[Stored data entries]
____

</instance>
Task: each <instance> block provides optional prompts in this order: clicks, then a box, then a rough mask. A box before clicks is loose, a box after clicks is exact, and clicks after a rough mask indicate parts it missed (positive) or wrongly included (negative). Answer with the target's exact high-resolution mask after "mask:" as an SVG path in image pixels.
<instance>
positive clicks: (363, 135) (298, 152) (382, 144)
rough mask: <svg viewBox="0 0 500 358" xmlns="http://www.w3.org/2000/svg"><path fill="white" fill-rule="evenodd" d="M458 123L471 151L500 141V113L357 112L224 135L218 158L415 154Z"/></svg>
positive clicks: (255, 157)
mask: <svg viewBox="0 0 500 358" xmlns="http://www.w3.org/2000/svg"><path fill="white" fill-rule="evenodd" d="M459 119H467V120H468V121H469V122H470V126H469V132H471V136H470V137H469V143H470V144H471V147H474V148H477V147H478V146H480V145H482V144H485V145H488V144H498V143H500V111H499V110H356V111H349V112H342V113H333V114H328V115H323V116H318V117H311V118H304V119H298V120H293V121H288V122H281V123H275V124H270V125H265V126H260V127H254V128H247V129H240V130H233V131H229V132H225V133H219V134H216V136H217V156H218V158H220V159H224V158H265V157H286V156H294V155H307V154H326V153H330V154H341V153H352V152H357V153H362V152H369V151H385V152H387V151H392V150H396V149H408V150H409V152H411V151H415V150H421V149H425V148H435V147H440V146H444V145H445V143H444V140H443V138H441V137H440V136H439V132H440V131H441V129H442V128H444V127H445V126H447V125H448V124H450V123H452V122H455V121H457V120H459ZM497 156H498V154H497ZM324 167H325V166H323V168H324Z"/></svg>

____

Task description: Please return a copy of each line in the entries that has the string "instance".

Exercise output:
</instance>
Task: each <instance> block provides optional prompts in this order: clicks, then a box, then a rough mask. A box before clicks is loose, a box after clicks is exact, and clicks after a rough mask indicate parts it missed (positive) or wrongly included (negative). Answer with the target's exact high-resolution mask after "mask:" as an SVG path in image pixels.
<instance>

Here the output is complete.